(Required task 1) In the entries below, starting with the line containing "of the signboard" and going on through the line containing "[(284, 145), (220, 153), (143, 158)]", swap "upper wall" for "rear wall" and reproduce only those lines, leaving everything else unchanged.

(Source text)
§ §

These caveats apply only to long-lived processes like Apache or sshd, since short-lived processes will have their pages quickly cleaned by the OS. Furthermore, long-lived processes tend to free memory meticulously, for reasons described above, so the impact of these caveats is generally small in practice.
These challenges also provide unique opportunities. For example, custom allocators designed with secure deallocation can potentially better hide the latency of zeroing, since zeroing can be deferred and batched when large pools are deallocated. Of course, a healthy balance must be met--the longer zeroing is deferred, the less useful it is to do the zeroing at all.
In this section we provide some practical examples of design trade-offs we made in our secure deallocation implementation.
All heap allocated data is zeroed immediately during the call to free. Data is cleared immediately because the latency imposed appears to be negligible in most cases, given the speed of zeroing.
For the stack, we explored two strategies: zeroing activation frames immediately as their function returns and periodically zeroing all data below the stack pointer (all old, currently unused space). The latter strategy amortizes the performance overhead of stack over many calls and returns, although it has the disadvantage of missing ``holes'' in the stack (see section 3.1).
The intuition for periodically zeroing the stack is illustrated by Figure 4, obtained by instrumenting Firefox 1.0. Although applications do make excursions downwards to do initialization or complex processing, many, particularly long-lived ones like network server daemons or GUI programs, spend most of their time high atop the stack, waiting in an event loop for a network/user request.
In the kernel we leveraged our greater knowledge of the semantics of different data structures to selectively clear only memory that may contain sensitive data. We chose this approach because the kernel is performance sensitive, despite the greater effort and implementation complexity required.
Ideally, this approach would provide the same reduction of sensitive data lifetime as we would obtain by clearing everything in the main kernel allocators, perhaps better, as specific data structures such as circular queues are cleared as well. However, as this is not conservative, there is a greater risk that we may have overlooked some potentially sensitive data.
The kernel has two primary responsibilities for zeroing. First, it must clear user space memory which has been deallocated, e.g. by process death or unmapping a private file mapping. Next, it must clear potentially sensitive state residing in I/O buffers e.g. network buffers (e.g. sk_buffs in Linux), tty buffers, IPC buffers.
Due to the range and complexity of zeroing done in the kernel we have deferred most of our discussion to section 6 and further in appendix A.
An unusual aspect of kernel zeroing is the need to clear large areas such as the pages in a terminated process. This requires significant care in order to balance the demand for short and predictable data lifetime against the need for acceptable latency.
To provide predictable data lifetime, we would like to have some sort of deadline scheduling in place, e.g. a guarantee that sensitive pages are zeroed within n seconds of deallocation. We would like n to be as small as possible without imposing unacceptable immediate latency penalties on processes. On the other hand, if n is too large many dirty pages could accumulate, especially under heavy load. This could lead to long and unpredictable pauses while the system stops to zero pages. Intuitively, this is very similar to garbage collection pausing a program to free up memory.

§ §

(Required task 2) Duplicate the part of the secure deallocation text starting with "An unusual aspect" and going on through "free up memory.".

(Raw data)
§ §

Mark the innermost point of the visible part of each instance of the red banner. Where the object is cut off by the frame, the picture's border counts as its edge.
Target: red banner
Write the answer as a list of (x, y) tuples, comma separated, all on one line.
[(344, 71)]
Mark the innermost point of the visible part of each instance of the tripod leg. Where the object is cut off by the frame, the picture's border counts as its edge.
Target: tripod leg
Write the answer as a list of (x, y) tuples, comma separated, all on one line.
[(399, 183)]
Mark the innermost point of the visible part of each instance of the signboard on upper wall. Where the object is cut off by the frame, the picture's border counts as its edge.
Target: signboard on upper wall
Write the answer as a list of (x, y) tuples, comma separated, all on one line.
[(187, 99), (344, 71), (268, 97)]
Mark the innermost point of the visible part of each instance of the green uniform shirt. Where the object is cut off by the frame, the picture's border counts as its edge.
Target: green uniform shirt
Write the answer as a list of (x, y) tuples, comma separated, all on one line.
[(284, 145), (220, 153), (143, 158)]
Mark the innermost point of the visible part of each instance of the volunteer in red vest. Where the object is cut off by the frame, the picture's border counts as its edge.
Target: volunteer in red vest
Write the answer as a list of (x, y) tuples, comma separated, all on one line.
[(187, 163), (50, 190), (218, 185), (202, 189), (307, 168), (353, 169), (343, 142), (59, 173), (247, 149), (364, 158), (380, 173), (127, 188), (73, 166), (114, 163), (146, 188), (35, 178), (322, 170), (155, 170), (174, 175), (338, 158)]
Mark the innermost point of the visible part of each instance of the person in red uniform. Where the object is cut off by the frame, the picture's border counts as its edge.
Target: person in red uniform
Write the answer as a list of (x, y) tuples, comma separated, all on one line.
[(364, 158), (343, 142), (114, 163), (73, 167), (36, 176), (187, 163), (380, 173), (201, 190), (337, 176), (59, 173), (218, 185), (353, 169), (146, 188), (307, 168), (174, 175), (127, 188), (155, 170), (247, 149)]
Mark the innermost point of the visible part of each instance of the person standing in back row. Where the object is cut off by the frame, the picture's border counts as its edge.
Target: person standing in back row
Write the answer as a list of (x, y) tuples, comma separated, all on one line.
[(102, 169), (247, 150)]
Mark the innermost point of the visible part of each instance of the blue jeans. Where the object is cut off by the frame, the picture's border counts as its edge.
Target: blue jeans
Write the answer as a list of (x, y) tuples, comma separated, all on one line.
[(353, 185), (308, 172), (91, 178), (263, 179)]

§ §

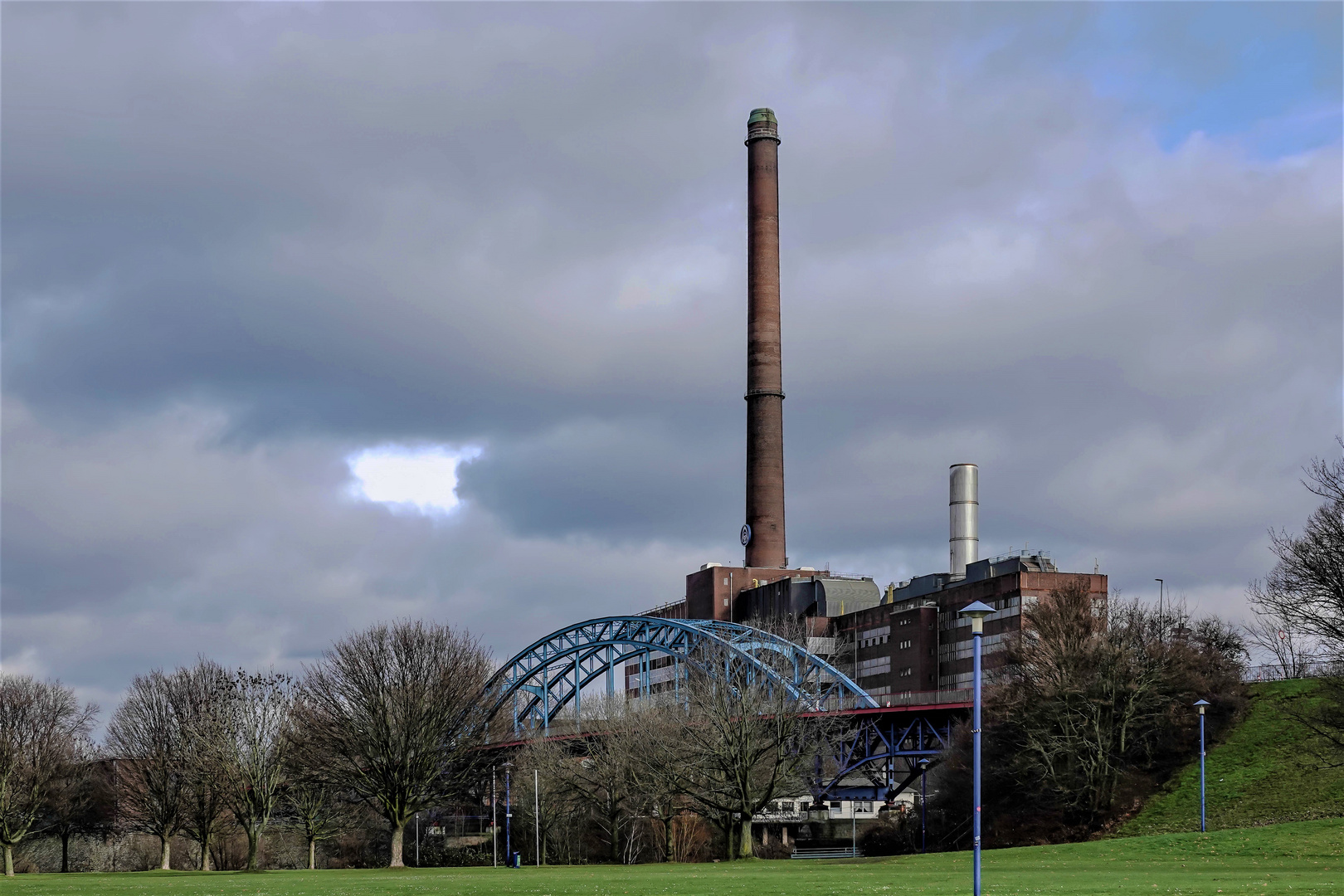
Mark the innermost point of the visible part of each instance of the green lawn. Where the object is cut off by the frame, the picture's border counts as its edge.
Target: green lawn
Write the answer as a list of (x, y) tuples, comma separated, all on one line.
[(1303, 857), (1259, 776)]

§ §

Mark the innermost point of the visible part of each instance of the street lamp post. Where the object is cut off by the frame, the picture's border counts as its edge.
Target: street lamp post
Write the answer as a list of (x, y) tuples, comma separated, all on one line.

§ §

(Response 1)
Mark the innermost point of the visible part of each instance of the signboard on rear wall. Where the object is cut off by the frame, the picture's border counts as its edge.
Target: signboard on rear wall
Write the answer as a list of (x, y) tuples, comma separated, all on one line.
[(187, 99), (344, 71), (268, 97)]
Mark the innermost point of the visible part of each instance of the green uniform shirt. Where the object is cut off by the frame, the picture's border counts as its edge.
Target: green uniform shirt
Write the answer as a list of (x, y) tuples, comma separated, all on one line.
[(284, 145), (220, 153), (143, 158)]

(Response 2)
An unusual aspect of kernel zeroing is the need to clear large areas such as the pages in a terminated process. This requires significant care in order to balance the demand for short and predictable data lifetime against the need for acceptable latency.
To provide predictable data lifetime, we would like to have some sort of deadline scheduling in place, e.g. a guarantee that sensitive pages are zeroed within n seconds of deallocation. We would like n to be as small as possible without imposing unacceptable immediate latency penalties on processes. On the other hand, if n is too large many dirty pages could accumulate, especially under heavy load. This could lead to long and unpredictable pauses while the system stops to zero pages. Intuitively, this is very similar to garbage collection pausing a program to free up memory.